List of tasks –
1. According to the article on climate change and water, why is the world's water like the world's wealth? Answer in one to three sentences.
2. List every impact on human health that the article on climate change and water names for water shortages.
3. Transcribe the article on climate change and water starting at "And the effects" and ending at "uncontrolled water reuse.".

Provided text –
───

Climate Change Effect on Water Will Be a Far Reaching Security Concern
POPULATION MEDIA CENTER
Water scarcity as a result of climate change will create far-reaching global security concerns, says Dr. Rajendra K. Pachauri, chair of the intergovernmental panel on climate change, a co-recipient of the 2007 Nobel Peace Prize. hauri spoke this morning at the 2009 Nobel Conference at Gustavus Adolphus College in St. Peter, MN.
"At one level the world's water is like the world's wealth. Globally, there is more than enough to go round. The problem is that some countries get a lot more than others," he says. "With 31 percent of global freshwater resources, Latin America has 12 times more water per person than South Asia. Some places, such as Brazil and Canada, get far more water than they can use; others, such as countries in the Middle East, get much less than they need."
And the effects of a warmer world will likely include changes in water availability.
"Up to 1.2 billion people in Asia, 250 million Africans and 81 million Latin Americans will be exposed to increased water stress by 2020," Pachauri says. Water shortages have an enormous impact of human health, including malnutrition, pathogen or chemical loading, infectious disease from water contamination, and uncontrolled water reuse.

───

Recorded data –
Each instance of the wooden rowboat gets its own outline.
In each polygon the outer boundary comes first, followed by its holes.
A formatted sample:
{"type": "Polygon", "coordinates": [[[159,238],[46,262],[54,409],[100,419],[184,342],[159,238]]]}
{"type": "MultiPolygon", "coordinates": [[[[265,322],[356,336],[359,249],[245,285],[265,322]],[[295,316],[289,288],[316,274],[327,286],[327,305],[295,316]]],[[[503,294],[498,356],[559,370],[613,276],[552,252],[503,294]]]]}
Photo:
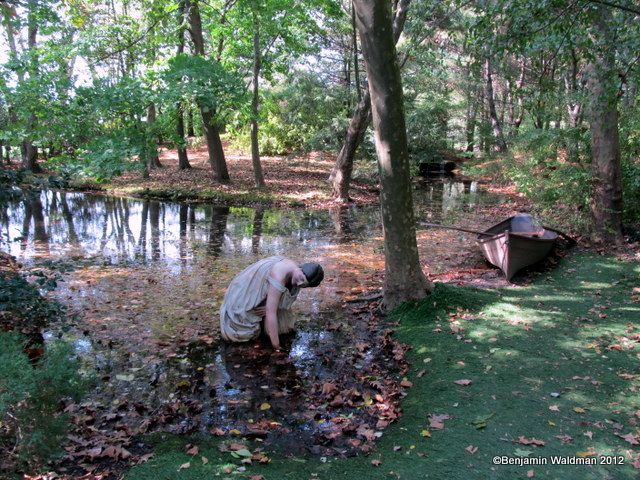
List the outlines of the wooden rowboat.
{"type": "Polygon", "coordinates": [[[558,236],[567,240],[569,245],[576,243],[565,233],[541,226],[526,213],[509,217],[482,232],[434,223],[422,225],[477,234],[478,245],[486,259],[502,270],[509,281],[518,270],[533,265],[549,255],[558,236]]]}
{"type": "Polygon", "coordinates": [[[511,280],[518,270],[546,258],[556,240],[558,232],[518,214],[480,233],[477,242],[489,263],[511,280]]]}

───

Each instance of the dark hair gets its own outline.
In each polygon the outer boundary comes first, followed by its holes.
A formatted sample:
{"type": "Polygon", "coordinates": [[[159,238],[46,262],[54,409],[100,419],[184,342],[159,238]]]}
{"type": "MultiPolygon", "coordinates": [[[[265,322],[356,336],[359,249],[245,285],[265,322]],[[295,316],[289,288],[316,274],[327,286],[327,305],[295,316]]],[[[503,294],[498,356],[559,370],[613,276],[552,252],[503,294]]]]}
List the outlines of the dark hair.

───

Solutions for each task –
1. Globally there is more than enough water to go around, but some countries get far more than others. Brazil and Canada get more than they can use, while countries in the Middle East get much less than they need.

2.
- Malnutrition
- Pathogen or chemical loading
- Infectious disease from water contamination
- Uncontrolled water reuse

3.
And the effects of a warmer world will likely include changes in water availability.
"Up to 1.2 billion people in Asia, 250 million Africans and 81 million Latin Americans will be exposed to increased water stress by 2020," Pachauri says. Water shortages have an enormous impact of human health, including malnutrition, pathogen or chemical loading, infectious disease from water contamination, and uncontrolled water reuse.